Exercise instructions:
- 1) Repeat word for word the part of the page about the South Lochboisdale bard from "Reproduced in full" to "Tuil (1999).".
- 2) Pick out every line in the rows that contains the string "ferrari". Matching is case-sensitive.

Page extract:
Reproduced in full from The Scots Magazine is an article by John
Lorne Campbell. The bard in question was John Campbell, from South
Lochboisdale, in South Uist. He was known locally as a poet and
seanchaidh. the South
Lochboisdale bard. Transcribed by John MacInnes MBE. Due to demand for the
short-run of the first edition, a revised reprint was published in 1937. Fr
Allan McDonald (of Eriskay) also transcribed a handful of songs from Campbell
which remain unpublished. A selection of Campbell’s poetry is also available in
Ronald Black’s monumental anthology An
Tuil (1999).
Calum
Maclean mentions John MacInnes in his diary entry when he and Angus MacMillan
visited his home in Gerinish, South Uist, for a house ceilidh in 1948:
Dihaoine, 16
An Sultain 1949 [NFC
1301, 95–96]
Thòisich mi air sgrìobhadh sa mhadainn
agus bha mi ag obair air adhbhar Aonghais MhicGilleFhaolain. Bha mi a’
sgrìobhadh an latha air fad gus an robh e mu chòig uairean feasgar. Rinn mi
deagh-chuid obrach an-diugh. Mu sheachd uairean, thàinig an càr gam iarraidh
agus chaidh mi fhìn agus Aonghas Barrach sìos a Ghèirinis a choimhead air Iain
Pheadair. Thug mi an Eidifión leam a chionn bha mi a’ dol a thabhairt òrain sìos
bhuaithe. Fhuair Aonghas Barrach agus mi fhìn gabhail againn gu math an taigh
Iain Pheadair. Bha Iain a’ gabhail òran feadh na h-oidhche. Tha e a’ dol a dh’
ionnsaigh a’ mhòid air an t-seachdain-sa a’ tighinn agus bha e a’ cleachadh nan
òran. Ach thug e dhomh roinn de sheann òrain bhrèagha. Agus de sheann fhuinn.

(Data entries)
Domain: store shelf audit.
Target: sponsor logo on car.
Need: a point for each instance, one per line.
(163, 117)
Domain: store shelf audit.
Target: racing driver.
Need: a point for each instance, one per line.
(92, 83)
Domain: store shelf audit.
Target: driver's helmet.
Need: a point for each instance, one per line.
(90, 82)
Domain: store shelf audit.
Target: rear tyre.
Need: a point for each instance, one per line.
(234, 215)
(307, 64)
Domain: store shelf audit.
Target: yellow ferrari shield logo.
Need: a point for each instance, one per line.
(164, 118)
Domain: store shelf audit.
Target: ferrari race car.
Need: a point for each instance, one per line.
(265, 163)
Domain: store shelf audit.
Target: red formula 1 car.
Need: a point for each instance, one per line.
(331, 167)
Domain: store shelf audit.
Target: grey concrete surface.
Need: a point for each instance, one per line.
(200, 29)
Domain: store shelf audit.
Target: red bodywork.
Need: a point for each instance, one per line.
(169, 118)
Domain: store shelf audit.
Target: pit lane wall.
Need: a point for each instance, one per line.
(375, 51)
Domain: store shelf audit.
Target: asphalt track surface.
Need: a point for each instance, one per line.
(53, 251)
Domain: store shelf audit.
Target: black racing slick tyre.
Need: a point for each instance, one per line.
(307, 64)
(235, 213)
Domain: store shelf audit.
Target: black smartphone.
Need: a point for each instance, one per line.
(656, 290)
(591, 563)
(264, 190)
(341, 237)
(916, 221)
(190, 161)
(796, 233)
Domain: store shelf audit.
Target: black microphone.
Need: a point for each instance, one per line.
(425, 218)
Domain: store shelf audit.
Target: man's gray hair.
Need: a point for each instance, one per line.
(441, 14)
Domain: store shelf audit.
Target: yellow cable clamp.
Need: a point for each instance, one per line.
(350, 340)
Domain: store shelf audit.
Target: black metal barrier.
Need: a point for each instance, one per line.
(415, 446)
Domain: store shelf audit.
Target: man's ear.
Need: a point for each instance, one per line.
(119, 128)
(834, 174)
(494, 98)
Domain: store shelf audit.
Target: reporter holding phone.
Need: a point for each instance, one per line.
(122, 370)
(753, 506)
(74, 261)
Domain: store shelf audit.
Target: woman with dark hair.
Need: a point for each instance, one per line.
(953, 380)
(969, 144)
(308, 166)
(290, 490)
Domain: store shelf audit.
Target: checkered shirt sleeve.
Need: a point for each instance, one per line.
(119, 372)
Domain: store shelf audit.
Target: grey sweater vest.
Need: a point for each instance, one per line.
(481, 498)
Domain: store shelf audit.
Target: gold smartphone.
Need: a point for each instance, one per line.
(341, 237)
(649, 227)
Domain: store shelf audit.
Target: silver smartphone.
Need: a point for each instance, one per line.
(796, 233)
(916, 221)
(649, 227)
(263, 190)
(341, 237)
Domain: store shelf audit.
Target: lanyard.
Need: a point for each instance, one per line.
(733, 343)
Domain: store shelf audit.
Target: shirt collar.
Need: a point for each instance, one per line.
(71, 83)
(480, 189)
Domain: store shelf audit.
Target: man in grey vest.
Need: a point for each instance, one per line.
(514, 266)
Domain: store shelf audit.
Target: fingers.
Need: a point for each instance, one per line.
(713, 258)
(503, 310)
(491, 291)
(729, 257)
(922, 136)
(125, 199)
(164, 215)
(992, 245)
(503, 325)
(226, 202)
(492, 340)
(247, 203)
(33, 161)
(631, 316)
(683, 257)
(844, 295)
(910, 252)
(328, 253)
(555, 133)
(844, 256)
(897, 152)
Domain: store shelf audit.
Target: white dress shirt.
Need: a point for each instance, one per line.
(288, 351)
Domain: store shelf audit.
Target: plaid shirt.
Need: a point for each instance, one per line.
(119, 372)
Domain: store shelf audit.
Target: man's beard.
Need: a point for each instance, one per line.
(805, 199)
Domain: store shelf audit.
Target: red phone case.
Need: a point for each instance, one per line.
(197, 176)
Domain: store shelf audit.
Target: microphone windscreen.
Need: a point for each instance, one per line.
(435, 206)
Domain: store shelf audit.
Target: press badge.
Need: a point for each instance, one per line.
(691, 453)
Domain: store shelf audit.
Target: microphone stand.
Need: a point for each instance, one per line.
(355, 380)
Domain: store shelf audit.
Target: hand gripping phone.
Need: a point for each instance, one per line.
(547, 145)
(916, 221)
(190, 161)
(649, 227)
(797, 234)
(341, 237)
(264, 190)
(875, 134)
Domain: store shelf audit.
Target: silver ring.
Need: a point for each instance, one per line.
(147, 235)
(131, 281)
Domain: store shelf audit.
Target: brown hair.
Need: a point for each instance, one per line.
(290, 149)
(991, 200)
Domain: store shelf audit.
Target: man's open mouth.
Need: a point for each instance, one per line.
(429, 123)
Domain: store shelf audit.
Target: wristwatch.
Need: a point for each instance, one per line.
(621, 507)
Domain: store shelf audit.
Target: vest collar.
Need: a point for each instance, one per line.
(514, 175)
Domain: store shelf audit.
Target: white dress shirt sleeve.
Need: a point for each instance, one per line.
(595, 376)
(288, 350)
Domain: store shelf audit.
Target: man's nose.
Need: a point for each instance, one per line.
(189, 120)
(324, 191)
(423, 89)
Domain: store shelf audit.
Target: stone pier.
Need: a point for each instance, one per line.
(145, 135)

Results by task:
- 1)
Reproduced in full from The Scots Magazine is an article by John
Lorne Campbell. The bard in question was John Campbell, from South
Lochboisdale, in South Uist. He was known locally as a poet and
seanchaidh. the South
Lochboisdale bard. Transcribed by John MacInnes MBE. Due to demand for the
short-run of the first edition, a revised reprint was published in 1937. Fr
Allan McDonald (of Eriskay) also transcribed a handful of songs from Campbell
which remain unpublished. A selection of Campbell’s poetry is also available in
Ronald Black’s monumental anthology An
Tuil (1999).

- 2)
Target: yellow ferrari shield logo.
Target: ferrari race car.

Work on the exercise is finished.